**What the task asks:**
Copy the listing below line for line, changing nothing.

Coordinate annotation entries:
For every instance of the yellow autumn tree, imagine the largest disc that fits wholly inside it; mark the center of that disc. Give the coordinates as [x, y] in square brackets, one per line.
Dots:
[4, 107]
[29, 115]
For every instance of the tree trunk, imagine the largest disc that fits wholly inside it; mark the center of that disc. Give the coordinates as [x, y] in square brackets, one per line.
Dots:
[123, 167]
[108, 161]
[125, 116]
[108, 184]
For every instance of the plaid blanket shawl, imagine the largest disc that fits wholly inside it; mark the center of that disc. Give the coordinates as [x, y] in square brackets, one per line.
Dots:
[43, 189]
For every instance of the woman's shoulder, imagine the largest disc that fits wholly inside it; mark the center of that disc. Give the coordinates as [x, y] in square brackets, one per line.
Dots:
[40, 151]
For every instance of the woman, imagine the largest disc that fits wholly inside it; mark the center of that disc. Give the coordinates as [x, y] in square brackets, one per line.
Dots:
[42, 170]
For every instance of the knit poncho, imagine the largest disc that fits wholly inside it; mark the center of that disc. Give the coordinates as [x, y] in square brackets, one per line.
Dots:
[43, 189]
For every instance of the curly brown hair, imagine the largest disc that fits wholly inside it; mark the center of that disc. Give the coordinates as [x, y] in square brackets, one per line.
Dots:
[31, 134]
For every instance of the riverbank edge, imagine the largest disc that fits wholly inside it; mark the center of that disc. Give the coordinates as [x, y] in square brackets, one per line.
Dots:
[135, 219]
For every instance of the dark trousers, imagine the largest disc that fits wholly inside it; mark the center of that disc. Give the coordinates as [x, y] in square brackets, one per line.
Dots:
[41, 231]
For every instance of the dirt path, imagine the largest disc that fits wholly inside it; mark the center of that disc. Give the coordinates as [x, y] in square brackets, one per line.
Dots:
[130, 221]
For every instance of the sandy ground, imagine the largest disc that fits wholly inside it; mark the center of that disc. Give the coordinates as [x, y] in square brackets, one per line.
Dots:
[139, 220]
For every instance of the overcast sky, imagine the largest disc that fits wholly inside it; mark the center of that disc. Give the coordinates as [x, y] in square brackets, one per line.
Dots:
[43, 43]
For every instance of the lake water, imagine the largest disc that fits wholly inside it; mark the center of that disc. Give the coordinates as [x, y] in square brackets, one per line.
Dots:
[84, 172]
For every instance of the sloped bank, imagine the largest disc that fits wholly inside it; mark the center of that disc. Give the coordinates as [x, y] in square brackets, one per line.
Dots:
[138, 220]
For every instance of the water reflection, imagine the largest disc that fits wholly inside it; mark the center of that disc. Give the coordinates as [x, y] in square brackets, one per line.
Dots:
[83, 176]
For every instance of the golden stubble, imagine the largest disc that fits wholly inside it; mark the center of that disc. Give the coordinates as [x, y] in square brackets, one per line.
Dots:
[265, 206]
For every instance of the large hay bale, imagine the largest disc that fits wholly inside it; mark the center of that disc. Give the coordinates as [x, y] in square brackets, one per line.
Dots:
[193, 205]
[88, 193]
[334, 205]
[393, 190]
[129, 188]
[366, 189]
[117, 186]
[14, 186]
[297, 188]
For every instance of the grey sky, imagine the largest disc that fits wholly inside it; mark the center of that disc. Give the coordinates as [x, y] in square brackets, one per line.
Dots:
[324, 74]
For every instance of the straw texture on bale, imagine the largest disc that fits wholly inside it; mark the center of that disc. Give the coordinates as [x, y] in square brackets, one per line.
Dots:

**Complete output:**
For every instance of the yellow autumn tree, imagine the largest disc that fits wholly inside it; mark the center of that disc. Give the coordinates as [x, y] in square brackets, one per line.
Dots:
[4, 107]
[29, 115]
For every instance of the tree trunk, imagine the largest disc that fits wholly inside it; mark the center of that disc. Give the coordinates as [x, y] in square brackets, one per line.
Dots:
[123, 167]
[108, 161]
[125, 116]
[108, 184]
For every instance of the plaid blanket shawl, imagine the largest disc that fits wholly inside it; mark the center of that disc. Give the coordinates as [x, y] in square brackets, one per line.
Dots:
[43, 189]
For every instance of the woman's shoulder, imagine the largest disc that fits wholly inside it; mark the center of that disc. Give the coordinates as [x, y] in square brackets, one per line.
Dots:
[40, 151]
For every instance of the woman, imagine the largest disc that fits wholly inside it; mark the center of that disc. Give the coordinates as [x, y] in square brackets, one per line.
Dots:
[42, 170]
For every instance of the knit poncho, imagine the largest disc that fits wholly inside it; mark the center of that disc. Give the coordinates as [x, y] in square brackets, one per line.
Dots:
[43, 189]
For every instance of the curly brown hair, imagine the largest disc that fits wholly inside it; mark the center of that disc. Give the coordinates as [x, y] in square brackets, one per line.
Dots:
[31, 134]
For every instance of the riverbank edge, imagine the largest disc that fits wholly inside it; mark the center of that disc. Give the coordinates as [x, y] in square brackets, one per line.
Dots:
[135, 219]
For every instance of the dark trousers, imagine the largest disc that fits wholly inside it; mark the center of that disc. Give the coordinates as [x, y] in square brackets, one per line.
Dots:
[41, 231]
For every instance of the dirt path, imagine the largest disc that fits wholly inside it; mark the center of that disc. Give the coordinates as [x, y] in square brackets, one per line.
Dots:
[130, 221]
For every instance of the sandy ground, imagine the largest disc that fits wholly inside it; mark the center of that disc. Give the coordinates as [x, y] in square brackets, one per line.
Dots:
[139, 220]
For every instance of the overcast sky, imagine the largest disc that fits wholly inside it; mark the center of that disc. Give the coordinates as [x, y] in square brackets, one per line.
Dots:
[43, 43]
For every instance of the lake water, imagine the largest disc that fits wholly inside it; mark the center of that disc. Give the coordinates as [x, y] in square brackets, one per line.
Dots:
[84, 172]
For every instance of the sloped bank, imagine the largest disc that fits wholly inside it; mark the center of that disc. Give the coordinates as [x, y] in square brackets, one per line.
Dots:
[138, 220]
For every instance of the water reflection, imagine the largest disc that fits wholly inside it; mark the center of that disc. Give the coordinates as [x, y] in square brackets, one per line.
Dots:
[83, 176]
For every instance of the golden stubble, imagine the largest disc that fits wholly inside it; mark the center of that disc. Give the coordinates as [x, y] in square brackets, one per line.
Dots:
[265, 206]
For every instance of the large hay bale, imagine the largest disc that fits wholly inside it; mark the center of that disc. Give the coordinates as [x, y] in square brackets, one per line.
Dots:
[193, 205]
[88, 193]
[334, 205]
[393, 190]
[129, 188]
[366, 189]
[117, 186]
[14, 186]
[297, 188]
For every instance of the grey sky, imagine the largest disc that fits wholly inside it; mark the center of that disc. Give the coordinates as [x, y] in square brackets, one per line.
Dots:
[324, 74]
For every instance of the straw texture on bale, imagine the largest disc that fits wholly inside it; mark the center of that disc. Give the coordinates as [x, y] in square brackets, one per line.
Dots:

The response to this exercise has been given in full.